Start Data lines
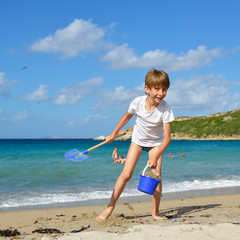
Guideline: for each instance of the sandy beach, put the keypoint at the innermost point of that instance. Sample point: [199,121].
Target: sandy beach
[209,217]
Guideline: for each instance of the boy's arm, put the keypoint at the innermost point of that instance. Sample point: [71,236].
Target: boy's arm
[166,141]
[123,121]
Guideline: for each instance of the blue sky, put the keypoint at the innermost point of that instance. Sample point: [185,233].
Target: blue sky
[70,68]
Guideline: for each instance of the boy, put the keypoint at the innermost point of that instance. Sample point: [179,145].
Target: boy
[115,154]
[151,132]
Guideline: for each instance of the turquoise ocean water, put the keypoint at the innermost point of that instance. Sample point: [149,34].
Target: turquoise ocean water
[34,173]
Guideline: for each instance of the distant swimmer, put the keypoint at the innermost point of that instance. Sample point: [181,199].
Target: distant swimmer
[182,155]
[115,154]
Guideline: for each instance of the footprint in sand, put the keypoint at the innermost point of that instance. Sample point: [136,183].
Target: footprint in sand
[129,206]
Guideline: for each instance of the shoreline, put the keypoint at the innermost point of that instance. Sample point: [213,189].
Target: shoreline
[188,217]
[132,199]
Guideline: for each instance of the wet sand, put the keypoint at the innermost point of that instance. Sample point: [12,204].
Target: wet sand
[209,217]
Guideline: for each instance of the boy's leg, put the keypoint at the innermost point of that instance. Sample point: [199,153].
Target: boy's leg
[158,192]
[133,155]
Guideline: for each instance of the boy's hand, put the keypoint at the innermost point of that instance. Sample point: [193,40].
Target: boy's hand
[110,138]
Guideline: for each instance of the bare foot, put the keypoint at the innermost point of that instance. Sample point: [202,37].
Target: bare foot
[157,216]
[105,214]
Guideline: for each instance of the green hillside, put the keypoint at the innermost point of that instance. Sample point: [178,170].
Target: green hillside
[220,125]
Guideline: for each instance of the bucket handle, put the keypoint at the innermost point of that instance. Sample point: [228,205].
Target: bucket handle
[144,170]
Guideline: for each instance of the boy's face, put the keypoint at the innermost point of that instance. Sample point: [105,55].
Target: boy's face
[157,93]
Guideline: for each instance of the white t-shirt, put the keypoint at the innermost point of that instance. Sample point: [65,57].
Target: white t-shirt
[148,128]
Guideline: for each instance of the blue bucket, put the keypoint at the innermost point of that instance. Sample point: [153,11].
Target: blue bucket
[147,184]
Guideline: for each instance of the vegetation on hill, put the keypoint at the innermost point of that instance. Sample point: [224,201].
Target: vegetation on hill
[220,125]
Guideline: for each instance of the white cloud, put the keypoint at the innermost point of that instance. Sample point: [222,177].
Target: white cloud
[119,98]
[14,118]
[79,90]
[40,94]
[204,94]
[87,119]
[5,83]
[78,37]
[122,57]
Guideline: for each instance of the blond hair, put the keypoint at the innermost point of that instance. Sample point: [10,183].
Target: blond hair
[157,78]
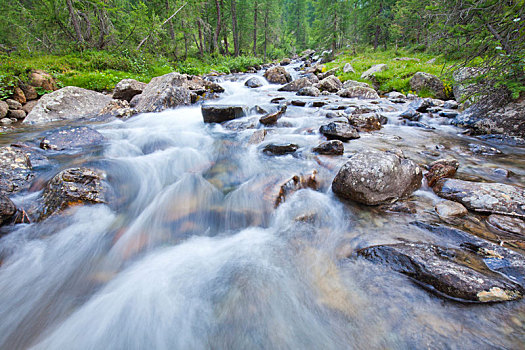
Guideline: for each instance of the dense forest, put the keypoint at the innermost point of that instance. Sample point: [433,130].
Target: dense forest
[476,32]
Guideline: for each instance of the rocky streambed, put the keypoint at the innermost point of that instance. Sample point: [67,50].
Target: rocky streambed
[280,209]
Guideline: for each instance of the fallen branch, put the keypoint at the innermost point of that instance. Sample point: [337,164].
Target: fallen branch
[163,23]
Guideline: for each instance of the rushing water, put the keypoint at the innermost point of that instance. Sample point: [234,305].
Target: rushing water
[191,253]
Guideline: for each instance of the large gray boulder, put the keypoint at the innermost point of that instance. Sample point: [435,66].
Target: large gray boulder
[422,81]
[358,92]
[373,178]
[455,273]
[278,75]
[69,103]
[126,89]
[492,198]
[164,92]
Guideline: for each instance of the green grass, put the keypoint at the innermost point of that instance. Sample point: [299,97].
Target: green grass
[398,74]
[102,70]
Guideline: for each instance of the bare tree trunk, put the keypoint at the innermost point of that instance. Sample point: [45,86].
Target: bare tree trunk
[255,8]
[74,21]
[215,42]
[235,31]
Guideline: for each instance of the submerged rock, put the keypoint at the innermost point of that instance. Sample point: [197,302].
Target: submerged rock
End Data lines
* Task objective: Repeat the data exactly, excluding the pictures.

* Exercise response:
Guideline: for each instance of the sandy beach, put the keypoint at the innermost point of that instance. Sample point: [199,121].
Target: sandy beach
[209,217]
Guideline: for each instance of the boy's arm, put the keypoint at the innermost point of that instance. Sample point: [71,236].
Target: boy's arm
[166,141]
[123,121]
Guideline: for each instance of the blue sky, put the keypoint at the innermost point of that instance. Sample point: [185,233].
Target: blue sky
[70,68]
Guideline: for each instance of the boy, put the keypoint at the innermost point of that instance. Sample point: [179,145].
Target: boy
[115,154]
[151,132]
Guideline: for each instance of the turquoise ocean water, put the keypoint at the innermost point of that instance. Sample point: [149,34].
Target: turquoise ocean water
[34,173]
Guideline: for each instance of the distant swimmer, put the keypoint at the innermost point of that instance. Sample point: [181,199].
Target: distant swimmer
[182,155]
[115,154]
Guideline: for each instance of the footprint in sand, put the keypoint at the innermost point of that instance. Sample point: [136,183].
Target: footprint in sand
[129,206]
Guideline: for each instance of the shoreline, put the keypoint at the innermost point of that instance. Sample point: [213,189].
Target: shoreline
[188,217]
[132,199]
Guideline: for each instance of the wet sand, put the keypoint at the innermost point of that instance. Sample point: [12,204].
Target: wet sand
[209,217]
Guideline: for each instance of the boy's leg, put the keypoint at the innermost point of that instance. Sample point: [199,153].
Target: boy's leg
[158,192]
[133,155]
Guideline: for each instance of the boy's hand, put the keypoint at the innermost point of that instance. Sample point: [193,40].
Target: boy's hand
[110,138]
Guideline: for each instance of the bare foot, put the keypoint at the innermost point of that instance. Sample point: [202,37].
Target: bare foot
[157,216]
[105,214]
Guideline: for each instance of the green hillside, put the keypoint at the innermost point of that instance. Sample point: [178,170].
Target: green hillside
[220,125]
Guideline: for each instance of the bucket handle, put the keypoint at the innermost point of that instance. Sample point: [228,205].
Target: bucket handle
[144,170]
Guideline: for each instance of the boy's face, put the keypoint at the innermost point of that instance. Sample point: [105,55].
Target: boy's face
[157,93]
Guideline: for each instance of the white t-shirt, put the keypoint at the innermost point of that instance. Sample point: [65,57].
Target: white t-shirt
[148,128]
Guideline: for each instance of the blue bucket, put the keypoint at the innermost point of that instance. Sample point: [153,11].
Target: blue bucket
[147,184]
Guideline: for each instance of the vegetation on hill, put the keypoint at the innermost point of that instance. Sample point: [224,201].
Target: vegetation on hill
[220,125]
Guideline: for each instance of the white cloud, put the keypoint at the innermost point of that instance. Sample point: [222,177].
Target: white cloud
[119,98]
[14,118]
[79,90]
[40,94]
[204,94]
[87,119]
[5,83]
[78,37]
[122,57]
Guideline: for each instance of the blond hair, put the keypoint at the innermost point of that instance. Sample point: [10,183].
Target: blond hair
[157,78]
Guideline: for each instance of the dense forest, put the keypoint at the innermost point of that instance. Sample point: [433,130].
Target: dense forest
[476,32]
Guideline: for each instance of the rocky streambed, put the keypoint at the innermost point of that instance. Sample point: [67,50].
Target: rocky streambed
[280,209]
Guideline: for each instance of the fallen branch, put the keypoint at the innermost point of that instance. Sample point: [337,164].
Target: fallen branch
[163,23]
Guideline: for each instance of the rushing water, put the keypoint at the innermost point of that instance. Sample point: [234,305].
Target: rushing water
[191,253]
Guideline: for each instance of the large gray boulder, put the keypoint at the innermost point of that instance. Sample point: [435,66].
Target: large gray boulder
[422,81]
[358,92]
[373,178]
[455,273]
[278,75]
[69,103]
[126,89]
[492,198]
[164,92]
Guideline: for each instance of the green grass, put the keypoint at the innermost point of that instance. Sample point: [299,97].
Target: green grass
[398,74]
[102,70]
Guideline: for each instance of the bare tree trunk, put the keypoint at the innermost point of that instance. Sample point: [45,86].
Target: bare tree trunk
[255,8]
[74,21]
[215,42]
[235,31]
Guideline: for each instance of the submerged rock, put the keypoint at the innermost point of that instance. Sample point: [197,302].
Target: submerged rock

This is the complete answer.